§ SUPPLIED MATERIAL:

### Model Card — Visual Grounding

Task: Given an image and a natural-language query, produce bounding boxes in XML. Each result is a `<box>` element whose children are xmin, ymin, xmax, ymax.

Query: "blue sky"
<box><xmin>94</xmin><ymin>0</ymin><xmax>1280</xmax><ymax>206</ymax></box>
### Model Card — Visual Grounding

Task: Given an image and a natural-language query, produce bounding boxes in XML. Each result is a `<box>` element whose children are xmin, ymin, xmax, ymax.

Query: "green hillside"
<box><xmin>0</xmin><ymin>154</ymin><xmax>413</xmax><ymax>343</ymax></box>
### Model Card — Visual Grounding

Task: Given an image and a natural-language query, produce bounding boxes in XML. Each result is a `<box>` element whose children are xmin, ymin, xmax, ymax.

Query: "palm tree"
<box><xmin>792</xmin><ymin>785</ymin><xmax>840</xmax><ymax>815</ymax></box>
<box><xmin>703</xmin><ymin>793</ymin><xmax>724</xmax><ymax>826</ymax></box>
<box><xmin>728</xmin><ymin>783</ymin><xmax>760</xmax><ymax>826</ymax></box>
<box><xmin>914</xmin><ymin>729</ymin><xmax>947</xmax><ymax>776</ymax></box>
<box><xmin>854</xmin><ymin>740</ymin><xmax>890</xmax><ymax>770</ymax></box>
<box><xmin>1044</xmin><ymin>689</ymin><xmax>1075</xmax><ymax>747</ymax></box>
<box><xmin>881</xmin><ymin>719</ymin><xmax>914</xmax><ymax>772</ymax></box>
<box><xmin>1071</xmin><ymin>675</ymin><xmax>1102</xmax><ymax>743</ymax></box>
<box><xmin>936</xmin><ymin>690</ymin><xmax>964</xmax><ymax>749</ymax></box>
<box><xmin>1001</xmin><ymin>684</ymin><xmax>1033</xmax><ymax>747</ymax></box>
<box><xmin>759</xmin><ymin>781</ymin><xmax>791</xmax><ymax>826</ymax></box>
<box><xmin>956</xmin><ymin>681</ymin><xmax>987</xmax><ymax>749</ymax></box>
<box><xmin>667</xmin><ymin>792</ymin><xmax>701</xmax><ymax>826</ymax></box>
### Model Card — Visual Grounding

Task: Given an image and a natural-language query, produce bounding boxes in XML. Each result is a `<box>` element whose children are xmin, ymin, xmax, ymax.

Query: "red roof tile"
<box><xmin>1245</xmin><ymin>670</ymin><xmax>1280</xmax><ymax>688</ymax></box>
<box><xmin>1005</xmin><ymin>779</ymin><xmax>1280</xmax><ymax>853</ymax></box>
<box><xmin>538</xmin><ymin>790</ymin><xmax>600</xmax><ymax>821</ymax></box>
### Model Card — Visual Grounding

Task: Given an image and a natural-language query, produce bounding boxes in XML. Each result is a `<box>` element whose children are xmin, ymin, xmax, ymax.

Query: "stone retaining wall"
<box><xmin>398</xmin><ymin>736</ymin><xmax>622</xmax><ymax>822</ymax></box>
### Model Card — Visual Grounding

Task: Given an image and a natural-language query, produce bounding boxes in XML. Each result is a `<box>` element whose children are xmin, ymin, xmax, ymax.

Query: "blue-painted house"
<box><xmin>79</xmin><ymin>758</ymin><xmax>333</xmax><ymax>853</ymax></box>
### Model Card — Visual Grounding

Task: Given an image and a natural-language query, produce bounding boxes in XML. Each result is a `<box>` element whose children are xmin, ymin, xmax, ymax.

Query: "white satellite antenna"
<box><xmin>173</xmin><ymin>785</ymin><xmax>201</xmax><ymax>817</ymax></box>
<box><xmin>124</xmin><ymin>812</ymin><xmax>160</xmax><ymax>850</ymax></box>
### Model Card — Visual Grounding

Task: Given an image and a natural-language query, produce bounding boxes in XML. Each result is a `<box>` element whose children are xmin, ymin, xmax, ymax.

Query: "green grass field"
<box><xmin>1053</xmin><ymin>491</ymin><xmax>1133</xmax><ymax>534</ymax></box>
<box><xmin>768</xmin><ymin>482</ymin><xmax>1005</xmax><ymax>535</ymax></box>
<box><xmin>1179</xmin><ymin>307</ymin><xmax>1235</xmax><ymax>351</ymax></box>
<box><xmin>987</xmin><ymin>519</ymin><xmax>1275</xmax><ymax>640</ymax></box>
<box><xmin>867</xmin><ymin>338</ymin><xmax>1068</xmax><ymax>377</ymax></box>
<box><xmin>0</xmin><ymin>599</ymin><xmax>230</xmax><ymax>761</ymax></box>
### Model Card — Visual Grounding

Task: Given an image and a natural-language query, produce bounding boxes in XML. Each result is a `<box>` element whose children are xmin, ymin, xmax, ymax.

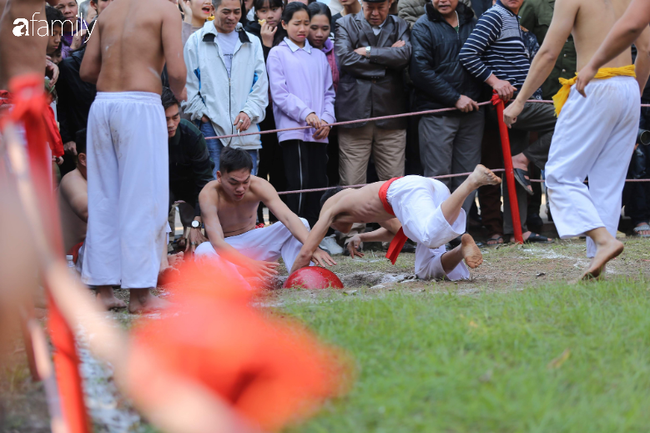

§ SET TASK: Identify each line of the records that contains the word "blue", treating uppercase and lowercase as different, and copy those lines.

§ TASK OUTPUT:
Query: "blue sky"
Query: "blue-painted house"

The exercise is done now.